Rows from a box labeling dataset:
--

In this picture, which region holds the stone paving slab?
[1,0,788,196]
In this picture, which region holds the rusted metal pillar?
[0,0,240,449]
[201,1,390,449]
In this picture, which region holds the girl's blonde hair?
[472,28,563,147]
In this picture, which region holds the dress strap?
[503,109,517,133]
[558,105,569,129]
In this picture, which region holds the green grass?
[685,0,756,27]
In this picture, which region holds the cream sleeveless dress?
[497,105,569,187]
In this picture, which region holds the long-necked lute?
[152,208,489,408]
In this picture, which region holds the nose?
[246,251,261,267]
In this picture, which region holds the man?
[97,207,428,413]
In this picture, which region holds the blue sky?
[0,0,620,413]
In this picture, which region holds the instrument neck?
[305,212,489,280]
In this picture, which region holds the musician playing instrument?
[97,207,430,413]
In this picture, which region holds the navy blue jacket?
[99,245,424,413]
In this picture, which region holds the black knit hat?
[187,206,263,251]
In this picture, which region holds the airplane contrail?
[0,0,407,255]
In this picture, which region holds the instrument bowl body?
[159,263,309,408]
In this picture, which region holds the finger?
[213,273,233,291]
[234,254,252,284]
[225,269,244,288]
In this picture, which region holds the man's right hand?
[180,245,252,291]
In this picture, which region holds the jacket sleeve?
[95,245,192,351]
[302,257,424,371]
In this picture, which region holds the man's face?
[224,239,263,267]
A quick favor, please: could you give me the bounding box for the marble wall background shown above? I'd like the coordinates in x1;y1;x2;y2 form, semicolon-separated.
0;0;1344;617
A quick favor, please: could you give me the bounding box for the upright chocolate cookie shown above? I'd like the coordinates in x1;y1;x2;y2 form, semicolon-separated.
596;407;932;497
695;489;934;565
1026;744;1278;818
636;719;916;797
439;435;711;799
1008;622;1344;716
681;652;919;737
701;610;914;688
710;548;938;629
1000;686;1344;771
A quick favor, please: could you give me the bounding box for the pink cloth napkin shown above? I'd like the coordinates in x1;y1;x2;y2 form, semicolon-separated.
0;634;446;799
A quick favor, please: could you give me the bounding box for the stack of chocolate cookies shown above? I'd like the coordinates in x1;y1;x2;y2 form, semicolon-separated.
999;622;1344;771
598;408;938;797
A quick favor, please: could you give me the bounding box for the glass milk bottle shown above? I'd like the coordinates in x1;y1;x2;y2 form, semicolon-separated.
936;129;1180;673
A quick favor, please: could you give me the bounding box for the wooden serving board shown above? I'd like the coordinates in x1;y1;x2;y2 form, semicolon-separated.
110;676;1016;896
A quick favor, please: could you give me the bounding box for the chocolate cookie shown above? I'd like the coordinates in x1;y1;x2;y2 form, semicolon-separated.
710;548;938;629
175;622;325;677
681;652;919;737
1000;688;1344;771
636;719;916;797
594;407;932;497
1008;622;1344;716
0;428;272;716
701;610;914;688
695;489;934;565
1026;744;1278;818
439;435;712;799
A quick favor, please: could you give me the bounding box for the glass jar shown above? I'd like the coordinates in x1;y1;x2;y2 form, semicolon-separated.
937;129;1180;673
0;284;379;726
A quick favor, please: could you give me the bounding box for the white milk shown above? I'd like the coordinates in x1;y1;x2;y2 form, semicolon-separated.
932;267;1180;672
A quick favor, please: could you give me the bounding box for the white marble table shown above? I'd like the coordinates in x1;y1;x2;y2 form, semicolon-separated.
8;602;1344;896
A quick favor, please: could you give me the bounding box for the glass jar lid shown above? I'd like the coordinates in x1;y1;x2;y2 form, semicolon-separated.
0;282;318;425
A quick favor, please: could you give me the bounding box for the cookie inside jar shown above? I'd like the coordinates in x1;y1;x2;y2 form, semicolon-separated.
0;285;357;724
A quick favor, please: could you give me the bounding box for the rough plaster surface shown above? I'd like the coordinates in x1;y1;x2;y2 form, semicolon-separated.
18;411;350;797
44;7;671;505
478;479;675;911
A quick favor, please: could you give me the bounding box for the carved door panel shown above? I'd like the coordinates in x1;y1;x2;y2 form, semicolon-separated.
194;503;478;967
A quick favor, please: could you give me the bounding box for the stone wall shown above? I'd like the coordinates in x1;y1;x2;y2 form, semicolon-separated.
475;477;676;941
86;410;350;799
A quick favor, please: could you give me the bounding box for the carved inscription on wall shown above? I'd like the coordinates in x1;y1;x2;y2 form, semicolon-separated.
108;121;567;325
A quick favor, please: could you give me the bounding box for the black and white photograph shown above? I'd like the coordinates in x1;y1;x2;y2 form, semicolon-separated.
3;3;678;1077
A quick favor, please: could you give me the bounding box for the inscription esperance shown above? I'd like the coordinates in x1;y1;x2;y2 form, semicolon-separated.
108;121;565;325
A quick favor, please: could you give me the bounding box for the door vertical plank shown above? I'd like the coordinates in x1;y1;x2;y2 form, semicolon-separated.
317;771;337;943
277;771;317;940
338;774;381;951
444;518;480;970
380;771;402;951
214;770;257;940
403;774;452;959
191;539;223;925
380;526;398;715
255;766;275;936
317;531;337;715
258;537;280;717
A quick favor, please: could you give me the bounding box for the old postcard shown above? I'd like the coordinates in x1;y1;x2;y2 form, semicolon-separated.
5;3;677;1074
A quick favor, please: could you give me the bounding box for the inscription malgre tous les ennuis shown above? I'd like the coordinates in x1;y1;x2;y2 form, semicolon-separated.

--

### Set problem
Rewrite all of the material above as a numbered list, one line per item, and drop any blank lines.

### Solution to this problem
1. In this picture, which region holds the stone paving slab?
2. [1,0,788,196]
3. In this picture, which region holds the rusted metal pillar?
4. [0,0,240,449]
5. [201,1,390,449]
6. In this picture, which region holds the girl's blonde hair?
7. [472,28,563,147]
8. In this picture, which region holds the dress strap?
9. [503,109,517,133]
10. [558,105,569,129]
11. In this picture, which region holds the green grass?
12. [685,0,756,27]
13. In this picture, which region holds the cream sleeveless dress?
14. [497,105,569,187]
15. In this picture, which region holds the long-necked lute?
16. [152,208,489,408]
17. In this picture, which region holds the nose?
18. [246,251,261,267]
19. In this picture, which region holds the man?
20. [97,207,428,413]
21. In this picture, which region holds the blue sky?
22. [0,0,620,413]
23. In this picture, which region holds the instrument neck?
24. [305,212,489,280]
25. In this picture, which region holds the musician playing instrument?
26. [97,207,430,413]
27. In this picture, which region holds the navy blue jacket?
28. [99,245,424,413]
29. In this picture, which region holds the black knit hat?
30. [187,206,263,251]
31. In this picture, which region holds the airplane contrail?
32. [0,0,407,255]
33. In this picture, which region holds the instrument bowl body?
34. [159,263,309,408]
35. In this picture, which region holds the finger?
36. [213,273,233,291]
37. [234,254,252,284]
38. [225,269,244,288]
39. In this picture, which region holds the man's right hand?
40. [180,245,252,291]
41. In this picture, which region holds the jacket sleeve?
42. [95,245,192,351]
43. [302,257,424,371]
44. In this picture, which region holds the man's face?
45. [224,239,263,267]
46. A quick favor, please: could you give me the bounding box for the marble wall background shown above? I'd like the coordinates in x1;y1;x2;y2 form, semicolon-separated.
47. 0;0;1344;617
48. A quick favor, please: could you give me the bounding box for the upright chocolate cookie shown above? I'd like the coordinates in x1;y1;x2;y2 form, semicolon-separated.
49. 596;407;932;497
50. 695;489;934;565
51. 1026;744;1278;818
52. 636;719;916;797
53. 439;435;711;799
54. 1008;622;1344;716
55. 681;652;919;737
56. 701;610;914;688
57. 710;548;938;629
58. 1000;686;1344;771
59. A quick favor, please: could you give me the bounding box for the pink cloth napkin shown above? I'd like the coordinates in x1;y1;x2;y2 form, semicolon-separated.
60. 0;634;446;799
61. A quick favor, please: could you give me the bounding box for the stack of chocolate cookies shown above? I'd like the coordinates in x1;y1;x2;y2 form, semicolon-separated.
62. 999;622;1344;771
63. 598;408;938;797
64. A quick favor, please: could you give me the bounding box for the glass milk bottle shown above? I'd like the coordinates in x1;y1;x2;y2 form, semicolon-separated.
65. 936;129;1180;673
66. A quick favor, please: could you give me the bounding box for the wooden serving board shown above? I'd like the coordinates in x1;y1;x2;y2 form, semicolon-separated.
67. 110;676;1016;896
68. A quick favor, please: could you give me the bounding box for the chocolate cookie shown above? I'd like the coordinates in x1;y1;x2;y2 form, semicolon-separated.
69. 710;548;938;629
70. 175;622;325;677
71. 681;652;919;737
72. 1000;688;1344;771
73. 636;719;916;797
74. 594;407;932;497
75. 1008;622;1344;716
76. 0;428;272;716
77. 701;610;914;688
78. 695;489;934;565
79. 1026;744;1278;818
80. 439;435;712;799
81. A quick favor, please: could you give me the bounding box for the glass jar shown above? I'd like the coordinates in x1;y1;x2;y2 form, semicolon-separated.
82. 937;129;1180;673
83. 0;284;379;726
84. A quick favor, please: could you give me the bounding box for the white milk shown above? I'd like the coordinates in x1;y1;x2;y2 form, semicolon-separated.
85. 932;267;1180;672
86. A quick favor, please: could you give me the bounding box for the white marble table shown above? I'd like the coordinates in x1;y1;x2;y2 form, semicolon-separated.
87. 8;602;1344;896
88. A quick favor, please: could you give me the bounding box for the glass jar lid shown above? I'd like the coordinates in x1;y1;x2;y2 form, semicolon-separated.
89. 0;282;318;425
90. A quick favor, please: could you give me the bounding box for the cookie inside jar shown above? I'd like the coordinates in x1;y1;x2;y2 form, semicolon-separated.
91. 0;285;357;724
92. A quick favor, please: could you give me the bounding box for the rough plaster surface shown above? I'd like the coordinates in x1;y1;x2;y2 form, semicolon-separated.
93. 18;411;350;797
94. 44;7;671;505
95. 478;479;675;911
96. A quick favor, please: could you give me the bounding box for the carved door panel shown above? I'd like the coordinates in x1;y1;x2;y2 form, semicolon-separated.
97. 194;503;478;967
98. A quick favor, please: could you give me the bounding box for the stone wall shown above? I'd like the coordinates in x1;y1;x2;y2 form, semicolon-separated.
99. 475;477;676;941
100. 86;410;350;799
101. A quick favor, please: could you give me the bounding box for the carved inscription on wall shown above? I'd like the coordinates in x1;y1;x2;y2 form, semicolon-separated.
102. 108;121;567;325
103. A quick favor, please: could you give me the bounding box for the black and white photograph shown above? I'd like the coordinates in x1;y1;x2;y2 form, semicolon-separated.
104. 3;3;678;1077
105. A quick favor, please: could you give me the bounding box for the inscription esperance shown above? I'd like the coordinates in x1;y1;x2;y2 form, semicolon-separated.
106. 108;121;565;325
107. A quick favor, please: could you give me the bounding box for the door vertical plank shown above? I'd like the coordinates in x1;y1;x2;y2 form, semicolon-separated.
108. 317;771;337;943
109. 277;771;317;940
110. 338;774;381;951
111. 444;518;480;970
112. 380;771;402;951
113. 214;770;257;940
114. 403;774;452;959
115. 191;539;223;925
116. 380;526;398;715
117. 255;766;275;936
118. 317;531;337;715
119. 258;537;280;717
120. A quick favor, please: could you give me the bounding box for the old postcard shown above? I'd like the coordinates in x1;y1;x2;y2 form, semicolon-separated.
121. 5;3;677;1074
122. A quick favor, please: could you give me the bounding box for the inscription malgre tous les ennuis shown above? I'd like the coordinates in x1;y1;x2;y2 form, semicolon-separated.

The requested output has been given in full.